INPUT section start
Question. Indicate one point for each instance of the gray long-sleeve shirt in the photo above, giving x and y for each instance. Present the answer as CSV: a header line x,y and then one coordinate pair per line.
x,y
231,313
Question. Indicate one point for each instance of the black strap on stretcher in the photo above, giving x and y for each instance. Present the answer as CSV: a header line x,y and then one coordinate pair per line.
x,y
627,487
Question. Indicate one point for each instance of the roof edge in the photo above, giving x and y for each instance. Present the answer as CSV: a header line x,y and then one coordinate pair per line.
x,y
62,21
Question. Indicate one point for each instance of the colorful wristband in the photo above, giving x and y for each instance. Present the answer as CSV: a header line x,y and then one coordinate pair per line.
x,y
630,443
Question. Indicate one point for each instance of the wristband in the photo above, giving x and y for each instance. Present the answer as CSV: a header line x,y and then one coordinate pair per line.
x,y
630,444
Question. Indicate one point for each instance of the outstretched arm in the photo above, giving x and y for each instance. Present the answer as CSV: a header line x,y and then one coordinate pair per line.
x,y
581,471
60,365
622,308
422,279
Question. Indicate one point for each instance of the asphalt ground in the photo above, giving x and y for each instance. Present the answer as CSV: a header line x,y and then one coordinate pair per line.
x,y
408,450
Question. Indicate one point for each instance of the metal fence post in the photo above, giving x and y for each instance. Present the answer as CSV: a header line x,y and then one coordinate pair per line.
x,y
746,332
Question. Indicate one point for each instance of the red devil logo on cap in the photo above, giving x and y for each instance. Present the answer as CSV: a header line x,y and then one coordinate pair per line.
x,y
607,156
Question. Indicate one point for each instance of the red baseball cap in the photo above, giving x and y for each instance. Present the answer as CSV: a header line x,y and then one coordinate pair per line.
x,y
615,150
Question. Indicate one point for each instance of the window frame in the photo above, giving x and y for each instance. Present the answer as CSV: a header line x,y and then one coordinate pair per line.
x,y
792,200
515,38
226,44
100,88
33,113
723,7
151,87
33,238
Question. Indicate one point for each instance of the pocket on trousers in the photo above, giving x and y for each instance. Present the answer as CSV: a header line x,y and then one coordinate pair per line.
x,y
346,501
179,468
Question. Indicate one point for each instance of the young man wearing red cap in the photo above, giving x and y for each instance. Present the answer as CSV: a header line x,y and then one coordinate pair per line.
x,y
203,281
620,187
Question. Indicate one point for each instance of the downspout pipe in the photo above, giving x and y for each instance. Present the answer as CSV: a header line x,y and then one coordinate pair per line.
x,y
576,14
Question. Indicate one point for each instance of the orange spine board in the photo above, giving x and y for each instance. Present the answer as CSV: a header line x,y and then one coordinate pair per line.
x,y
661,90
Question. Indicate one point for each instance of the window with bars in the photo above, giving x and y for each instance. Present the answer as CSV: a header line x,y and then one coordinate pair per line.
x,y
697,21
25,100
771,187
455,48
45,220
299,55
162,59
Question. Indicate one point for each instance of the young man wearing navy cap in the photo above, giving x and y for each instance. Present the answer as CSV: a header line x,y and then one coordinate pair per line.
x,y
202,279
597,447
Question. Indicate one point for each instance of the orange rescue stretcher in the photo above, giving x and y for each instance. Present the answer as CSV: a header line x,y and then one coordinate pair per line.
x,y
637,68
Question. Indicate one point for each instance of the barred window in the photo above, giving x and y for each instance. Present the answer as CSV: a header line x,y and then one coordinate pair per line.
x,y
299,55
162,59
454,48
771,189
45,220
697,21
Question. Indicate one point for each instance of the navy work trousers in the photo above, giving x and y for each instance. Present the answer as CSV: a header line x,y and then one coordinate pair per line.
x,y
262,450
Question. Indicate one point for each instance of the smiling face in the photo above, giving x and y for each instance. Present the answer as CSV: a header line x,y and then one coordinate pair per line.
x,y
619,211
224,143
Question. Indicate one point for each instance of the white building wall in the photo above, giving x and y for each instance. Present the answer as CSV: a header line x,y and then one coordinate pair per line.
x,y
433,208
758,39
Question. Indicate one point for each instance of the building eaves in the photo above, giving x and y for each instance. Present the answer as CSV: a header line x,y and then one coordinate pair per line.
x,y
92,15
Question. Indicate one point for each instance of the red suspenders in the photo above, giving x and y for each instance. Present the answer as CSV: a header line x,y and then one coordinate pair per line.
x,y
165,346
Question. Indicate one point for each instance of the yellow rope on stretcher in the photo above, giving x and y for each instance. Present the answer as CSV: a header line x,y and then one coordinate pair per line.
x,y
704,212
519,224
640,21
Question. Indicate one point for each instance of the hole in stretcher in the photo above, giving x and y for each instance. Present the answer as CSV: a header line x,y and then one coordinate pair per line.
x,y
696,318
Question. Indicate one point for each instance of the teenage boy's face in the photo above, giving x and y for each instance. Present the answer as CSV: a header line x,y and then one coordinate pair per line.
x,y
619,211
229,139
INPUT section end
INPUT section start
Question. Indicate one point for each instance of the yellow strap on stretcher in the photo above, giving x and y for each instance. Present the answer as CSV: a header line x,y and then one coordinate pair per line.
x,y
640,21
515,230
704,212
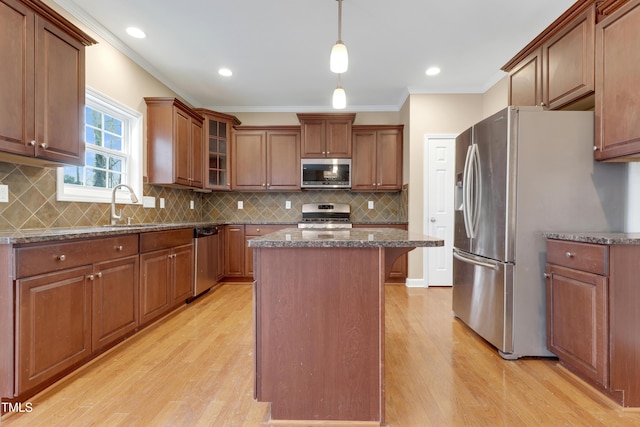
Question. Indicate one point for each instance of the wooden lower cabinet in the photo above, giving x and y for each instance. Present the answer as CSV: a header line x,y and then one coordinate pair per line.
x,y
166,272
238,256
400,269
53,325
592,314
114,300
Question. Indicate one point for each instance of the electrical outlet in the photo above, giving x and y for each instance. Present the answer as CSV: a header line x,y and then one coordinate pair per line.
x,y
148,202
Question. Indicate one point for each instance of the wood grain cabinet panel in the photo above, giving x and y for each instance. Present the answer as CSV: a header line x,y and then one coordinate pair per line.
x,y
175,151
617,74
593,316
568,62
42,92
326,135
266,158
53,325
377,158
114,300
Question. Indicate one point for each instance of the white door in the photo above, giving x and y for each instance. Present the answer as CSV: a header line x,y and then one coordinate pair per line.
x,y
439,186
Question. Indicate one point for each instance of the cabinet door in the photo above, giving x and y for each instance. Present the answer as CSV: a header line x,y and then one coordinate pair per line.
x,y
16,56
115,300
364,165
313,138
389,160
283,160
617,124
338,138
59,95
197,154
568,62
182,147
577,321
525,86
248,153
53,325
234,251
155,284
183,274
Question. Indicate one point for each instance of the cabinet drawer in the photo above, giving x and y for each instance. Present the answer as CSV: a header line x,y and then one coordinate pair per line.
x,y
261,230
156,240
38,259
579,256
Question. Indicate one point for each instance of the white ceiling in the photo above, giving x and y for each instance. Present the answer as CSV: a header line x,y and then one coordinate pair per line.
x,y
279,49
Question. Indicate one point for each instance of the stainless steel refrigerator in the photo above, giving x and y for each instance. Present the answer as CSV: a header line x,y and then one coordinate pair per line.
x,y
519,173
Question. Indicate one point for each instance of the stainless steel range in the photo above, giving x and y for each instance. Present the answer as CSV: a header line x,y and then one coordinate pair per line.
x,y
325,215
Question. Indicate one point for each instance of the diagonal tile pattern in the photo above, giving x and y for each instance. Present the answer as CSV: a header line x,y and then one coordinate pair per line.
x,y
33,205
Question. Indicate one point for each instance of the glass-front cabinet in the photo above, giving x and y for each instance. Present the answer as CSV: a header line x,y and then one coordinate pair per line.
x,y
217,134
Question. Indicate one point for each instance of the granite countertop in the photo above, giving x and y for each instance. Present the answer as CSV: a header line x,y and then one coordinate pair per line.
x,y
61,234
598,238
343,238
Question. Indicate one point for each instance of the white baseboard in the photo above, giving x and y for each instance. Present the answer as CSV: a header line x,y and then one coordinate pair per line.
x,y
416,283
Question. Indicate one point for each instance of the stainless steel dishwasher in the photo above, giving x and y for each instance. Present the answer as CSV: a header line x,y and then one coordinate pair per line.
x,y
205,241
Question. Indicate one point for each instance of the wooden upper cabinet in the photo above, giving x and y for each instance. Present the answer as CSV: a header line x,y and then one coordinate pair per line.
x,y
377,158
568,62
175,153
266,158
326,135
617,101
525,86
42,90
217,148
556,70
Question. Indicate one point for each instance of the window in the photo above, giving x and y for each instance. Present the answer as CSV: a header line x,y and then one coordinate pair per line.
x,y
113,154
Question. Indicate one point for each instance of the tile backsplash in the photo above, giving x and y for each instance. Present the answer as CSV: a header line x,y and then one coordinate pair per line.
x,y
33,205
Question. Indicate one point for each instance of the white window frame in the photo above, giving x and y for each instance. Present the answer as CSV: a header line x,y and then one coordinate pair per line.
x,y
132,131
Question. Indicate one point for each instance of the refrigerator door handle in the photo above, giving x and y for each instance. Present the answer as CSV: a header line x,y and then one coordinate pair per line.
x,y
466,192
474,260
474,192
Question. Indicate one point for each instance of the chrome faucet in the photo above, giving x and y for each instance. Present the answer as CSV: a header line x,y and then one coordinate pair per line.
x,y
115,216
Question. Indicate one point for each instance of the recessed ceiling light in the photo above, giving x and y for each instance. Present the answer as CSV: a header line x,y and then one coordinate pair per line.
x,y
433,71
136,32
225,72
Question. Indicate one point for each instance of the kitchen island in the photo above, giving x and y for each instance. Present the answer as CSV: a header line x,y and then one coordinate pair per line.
INPUT section end
ACTION ITEM: Reproduce verbatim the lines above, from the line with "Question. Indicate one point for each instance of the tile" through the line with "Question. Indicate one point for each instance of the kitchen".

EXERCISE SOLUTION:
Question. Indicate one point for each instance of the tile backsplash in the photo above, giving x and y for each instance. Present the answer as CSV: a header line x,y and then one coordinate pair per line.
x,y
33,205
Question. Indicate one point for each instance of the white window frame in the photo above, giving x and y for each instance. Present the answer as CSV: a header line x,y and then one coordinate pair per line.
x,y
132,131
Question. Indicate one point for each instance of the refrigerator door handle in the photo above, giving x and y for each instance. Present the answer as CSV: a header line x,y and then one coordinate pair per line.
x,y
466,192
474,260
474,192
Question. Indicate one point for each instance of the chrome faucet in the photo above, giving x and y for each instance. Present the answer as CSV: a header line x,y and then one coordinate pair per line.
x,y
115,216
Question. Indicate one point for each instance of the recessed ceiling light in the photo above, giving x and y for each instance. Present the answer as CSV: a header line x,y and then one coordinate pair per line.
x,y
433,71
136,32
225,72
Question. Indicate one point for each instance of the kitchen island in the photo above, giving x and y for each instance. Present the answer as CSV: a header line x,y and then one coordinate pair per line.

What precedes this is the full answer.